(What is needed): Echo each of the entries below verbatim, line for line.

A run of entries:
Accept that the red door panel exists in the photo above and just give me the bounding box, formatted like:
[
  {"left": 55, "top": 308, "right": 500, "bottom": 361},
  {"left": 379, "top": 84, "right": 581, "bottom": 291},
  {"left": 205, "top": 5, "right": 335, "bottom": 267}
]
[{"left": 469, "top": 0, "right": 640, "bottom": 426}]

(Final result):
Accept that the red door panel exists in the photo above and just give me the bounding box, formatted like:
[
  {"left": 55, "top": 308, "right": 500, "bottom": 361},
  {"left": 379, "top": 84, "right": 581, "bottom": 291},
  {"left": 205, "top": 5, "right": 335, "bottom": 267}
]
[{"left": 469, "top": 0, "right": 640, "bottom": 426}]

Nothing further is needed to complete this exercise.